-- Aim --
Please copy all of the records below word for word, leaving the pictures out.

* Start Records for this task *

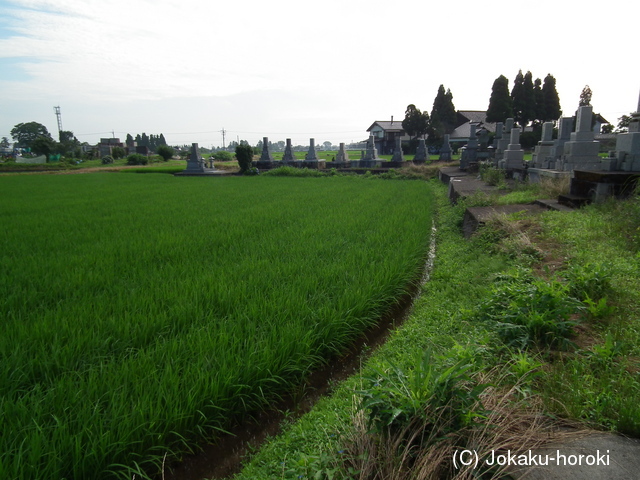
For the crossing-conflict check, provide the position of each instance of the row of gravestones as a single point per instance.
(572, 150)
(369, 157)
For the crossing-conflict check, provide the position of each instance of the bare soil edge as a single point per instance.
(225, 457)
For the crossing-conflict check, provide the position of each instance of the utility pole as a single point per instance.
(59, 116)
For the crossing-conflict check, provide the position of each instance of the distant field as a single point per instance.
(139, 312)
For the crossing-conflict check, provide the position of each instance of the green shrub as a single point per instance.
(244, 155)
(492, 175)
(165, 152)
(118, 152)
(137, 159)
(443, 397)
(529, 312)
(589, 280)
(222, 156)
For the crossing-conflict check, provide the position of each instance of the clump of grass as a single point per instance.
(510, 422)
(492, 175)
(530, 312)
(510, 235)
(554, 187)
(286, 171)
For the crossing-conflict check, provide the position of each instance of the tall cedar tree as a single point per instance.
(539, 100)
(443, 116)
(551, 100)
(585, 97)
(500, 103)
(519, 97)
(529, 110)
(415, 122)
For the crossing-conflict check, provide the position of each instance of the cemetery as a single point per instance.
(574, 154)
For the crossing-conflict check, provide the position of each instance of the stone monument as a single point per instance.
(266, 154)
(581, 151)
(513, 158)
(398, 156)
(311, 159)
(544, 153)
(195, 163)
(628, 145)
(312, 154)
(370, 159)
(445, 149)
(422, 154)
(503, 142)
(469, 155)
(342, 159)
(288, 158)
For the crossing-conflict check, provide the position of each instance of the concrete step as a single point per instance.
(553, 205)
(574, 201)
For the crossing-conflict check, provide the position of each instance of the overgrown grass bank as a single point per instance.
(140, 313)
(528, 324)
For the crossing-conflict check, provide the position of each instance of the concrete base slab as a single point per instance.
(536, 174)
(474, 217)
(208, 172)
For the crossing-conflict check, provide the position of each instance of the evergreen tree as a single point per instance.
(415, 122)
(539, 100)
(551, 100)
(529, 107)
(585, 97)
(500, 102)
(443, 116)
(519, 98)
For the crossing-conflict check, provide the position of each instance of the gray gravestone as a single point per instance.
(628, 145)
(421, 155)
(469, 155)
(398, 156)
(288, 157)
(581, 152)
(266, 154)
(543, 154)
(343, 156)
(312, 154)
(514, 154)
(195, 163)
(371, 158)
(503, 143)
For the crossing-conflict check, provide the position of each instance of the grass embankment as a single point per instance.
(530, 322)
(140, 313)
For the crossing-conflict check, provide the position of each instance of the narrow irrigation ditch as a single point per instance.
(224, 458)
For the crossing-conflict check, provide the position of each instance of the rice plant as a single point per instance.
(143, 313)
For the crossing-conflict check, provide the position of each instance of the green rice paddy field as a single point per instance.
(140, 313)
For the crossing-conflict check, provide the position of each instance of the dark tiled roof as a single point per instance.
(387, 125)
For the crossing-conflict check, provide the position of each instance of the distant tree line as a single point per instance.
(443, 118)
(36, 138)
(150, 141)
(529, 100)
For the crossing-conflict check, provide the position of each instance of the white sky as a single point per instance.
(295, 69)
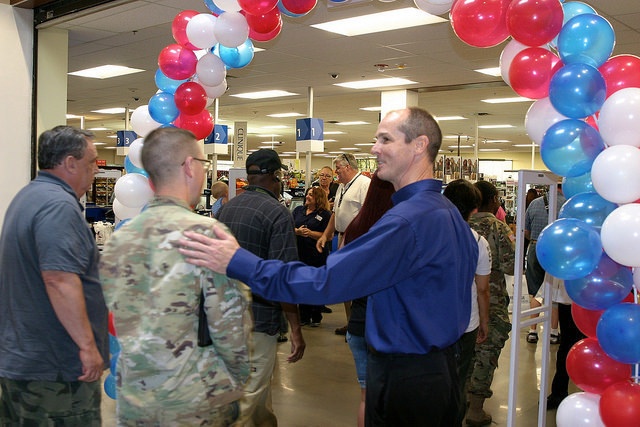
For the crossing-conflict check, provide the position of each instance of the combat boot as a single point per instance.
(476, 416)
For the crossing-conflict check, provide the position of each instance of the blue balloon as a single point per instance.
(113, 363)
(586, 38)
(114, 345)
(213, 7)
(235, 57)
(607, 285)
(577, 90)
(162, 108)
(167, 84)
(571, 9)
(573, 185)
(589, 207)
(569, 249)
(569, 147)
(110, 386)
(618, 332)
(129, 167)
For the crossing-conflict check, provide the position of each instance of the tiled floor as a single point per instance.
(321, 390)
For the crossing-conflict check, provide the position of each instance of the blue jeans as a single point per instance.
(358, 346)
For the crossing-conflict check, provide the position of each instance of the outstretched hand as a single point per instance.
(214, 253)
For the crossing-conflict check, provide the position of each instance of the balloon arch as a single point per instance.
(585, 117)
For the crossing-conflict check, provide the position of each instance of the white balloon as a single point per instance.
(232, 29)
(216, 91)
(615, 174)
(210, 70)
(540, 117)
(619, 121)
(141, 121)
(200, 31)
(620, 234)
(579, 409)
(135, 149)
(228, 5)
(506, 58)
(133, 190)
(434, 7)
(123, 212)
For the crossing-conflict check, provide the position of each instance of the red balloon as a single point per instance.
(480, 23)
(586, 320)
(299, 7)
(177, 62)
(591, 369)
(534, 22)
(112, 325)
(531, 71)
(257, 7)
(200, 124)
(264, 23)
(260, 37)
(179, 28)
(621, 71)
(620, 405)
(190, 98)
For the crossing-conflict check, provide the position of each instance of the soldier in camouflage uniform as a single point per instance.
(163, 377)
(502, 243)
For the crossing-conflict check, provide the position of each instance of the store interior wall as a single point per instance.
(16, 51)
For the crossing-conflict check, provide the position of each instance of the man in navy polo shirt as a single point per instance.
(416, 264)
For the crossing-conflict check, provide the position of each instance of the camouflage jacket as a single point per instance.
(502, 244)
(153, 294)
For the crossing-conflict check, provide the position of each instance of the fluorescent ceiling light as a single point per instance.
(281, 115)
(376, 83)
(378, 22)
(352, 123)
(506, 100)
(446, 118)
(116, 110)
(106, 72)
(495, 126)
(493, 71)
(264, 94)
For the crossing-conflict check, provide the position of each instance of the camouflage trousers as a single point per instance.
(486, 358)
(50, 403)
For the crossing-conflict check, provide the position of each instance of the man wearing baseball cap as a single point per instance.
(264, 227)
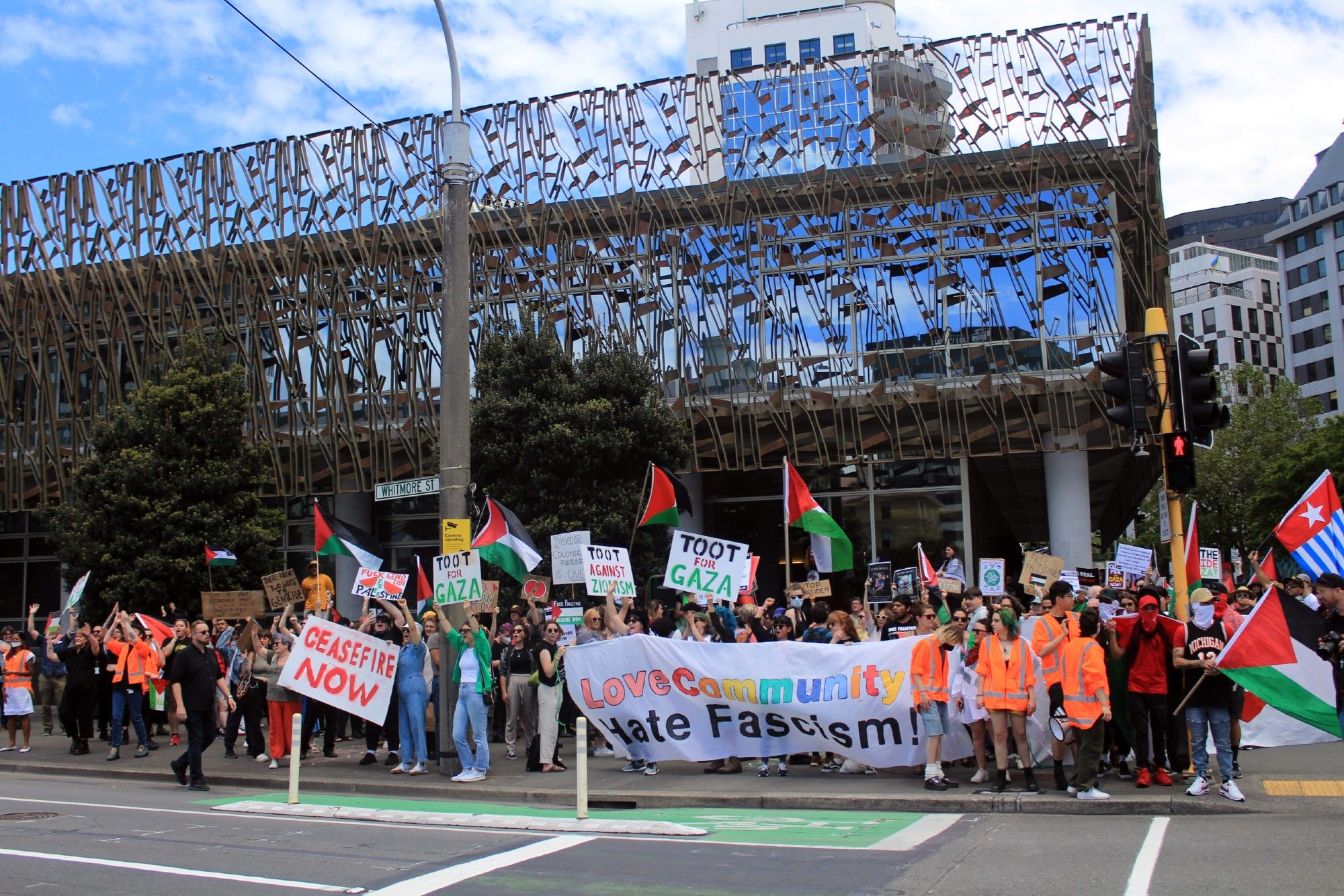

* End Records for this task *

-- Result of the task --
For the crossing-conflict check, provide the position of each instance of the row of gravestones as a single point per instance.
(572, 150)
(369, 157)
For the crossing-conflict check, provide the position of each instance of the bare soil edge as a single point per instance.
(225, 457)
For the crossing-conflict check, provide the position of each instance of the utility pole as a single point per instance.
(59, 116)
For the crossing-conflict check, provide the position of each instance of the distant field as a single point per instance.
(139, 312)
For the crossing-conflict check, provide the position of each instance of the green shrub as a single point per instance.
(244, 155)
(492, 175)
(165, 152)
(118, 152)
(137, 159)
(443, 397)
(529, 312)
(589, 280)
(222, 156)
For the crossing-conflict check, provide the position of each instance of the clump of grass as a single point per instance.
(510, 422)
(492, 175)
(530, 312)
(510, 235)
(554, 187)
(286, 171)
For the crossing-conflict check, provide the position of each instance of the tall cedar tree as a single point per instance.
(539, 100)
(443, 116)
(551, 100)
(585, 97)
(500, 103)
(519, 97)
(529, 110)
(415, 122)
For the crossing-conflict check, provide the position of each instance of the cemetery as a single point per instance.
(574, 154)
For the crossing-conflict check, provide the position of each instance of the stone monument as a single point per instance.
(266, 154)
(581, 151)
(513, 158)
(398, 156)
(311, 159)
(544, 153)
(195, 163)
(628, 145)
(312, 154)
(370, 159)
(445, 149)
(422, 154)
(503, 142)
(469, 155)
(342, 159)
(288, 158)
For the crossing-conflict check, provide the position of each instance of the concrete step as a single point per instance.
(553, 205)
(574, 201)
For the crossing-conflict check, provide the position of each instance of the overgrown grass bank as a single point per instance.
(140, 313)
(528, 324)
For the crossing-conflict check, provide the position of each instance of the concrete base slab as a single point per instance.
(536, 174)
(474, 217)
(208, 172)
For the crossing-conflict check, provide the position of each instance of the evergreen tree as a single point per instance.
(415, 122)
(539, 100)
(551, 100)
(529, 107)
(585, 97)
(500, 102)
(443, 116)
(519, 98)
For the crossing-conflict check, provide the position of each instance of the gray gravestone as a single point per instance.
(628, 145)
(421, 155)
(469, 155)
(398, 156)
(288, 157)
(581, 152)
(266, 154)
(543, 154)
(343, 156)
(312, 154)
(514, 154)
(195, 163)
(371, 158)
(503, 143)
For the crossing-conflict check, provide the position of each instance of the grass embankment as a single point per instance.
(530, 322)
(140, 313)
For the crossing-conflict check, provide the position of each instance of the narrow irrigation ditch as a single point per instance.
(224, 458)
For the crossing-conflict check, provide the position of each instance of the rice plant as a single point per instance.
(143, 313)
For the crossing-conflict check, provide the position of each instance of the green rice paddy field as a single point per instance.
(140, 313)
For the crossing-conflict check, provide the position of each instance of the dark tiled roof as a single point per instance.
(387, 125)
For the crossing-conflict check, provide the position of each instance of the distant tree line as a single point per instance.
(443, 118)
(36, 138)
(150, 141)
(529, 100)
For the crossing-conflict check, provide the position of each instance of the white sky as a single point per instance.
(295, 69)
For the crossing-conflict check, provide the position of each instance of the combat boot as a single point per instance.
(476, 416)
For the crossing-conflict check, provide the position of each instance of the blue balloon as a single point per instance.
(113, 363)
(586, 38)
(114, 345)
(213, 7)
(235, 57)
(607, 285)
(577, 90)
(162, 108)
(167, 84)
(571, 9)
(573, 185)
(589, 207)
(569, 249)
(569, 147)
(110, 386)
(618, 332)
(129, 167)
For the crossing-conflict check, provide the position of each instance of the tiled floor as a single point per instance.
(321, 390)
For the crossing-conflict check, provide the position of each instance of the blue jeans as a single point per instance.
(358, 346)
For the crossing-conflict check, provide the position of each instance of the outstretched hand as a single point per instance.
(214, 253)
For the crossing-conflict check, provide the position of each instance of the balloon arch as a single point per instance.
(585, 117)
For the crossing-conflict check, provide the position of each instance of the white balloon as a single point per instance.
(232, 29)
(216, 91)
(615, 174)
(210, 70)
(540, 117)
(619, 121)
(141, 121)
(200, 31)
(620, 234)
(579, 409)
(135, 149)
(228, 5)
(506, 58)
(133, 190)
(434, 7)
(123, 212)
For the crossing-conflict check, provide the position of each instance of the red balloon as a single point per instance.
(480, 23)
(586, 320)
(299, 7)
(177, 62)
(591, 369)
(534, 22)
(112, 325)
(531, 71)
(257, 7)
(200, 124)
(264, 23)
(260, 37)
(179, 28)
(621, 71)
(620, 405)
(190, 98)
For the crossing-conflict check, provide the position of each instance of the soldier in camouflage uniform as a single point per instance.
(163, 377)
(502, 243)
For the crossing-conflict check, provide the position of each instance of the store interior wall as a single point per instance.
(16, 51)
For the crossing-conflict check, provide the position of each instance of the man in navy polo shirt as a single point per instance.
(416, 264)
For the crossing-conflict check, provide the position of each instance of the camouflage jacket as a single point per instance.
(502, 244)
(153, 294)
For the crossing-conflict check, provide the position of each instance of the fluorescent ceiling light as a single point per instance.
(281, 115)
(376, 83)
(378, 22)
(352, 123)
(506, 100)
(446, 118)
(116, 110)
(106, 72)
(495, 126)
(493, 71)
(264, 94)
For the crossing-conflict check, provide the position of each instance of the camouflage trousers as a single point per instance.
(486, 358)
(50, 403)
For the crossing-conflict check, provide the position of each instance of the man wearing baseball cap as a single point per instance.
(264, 227)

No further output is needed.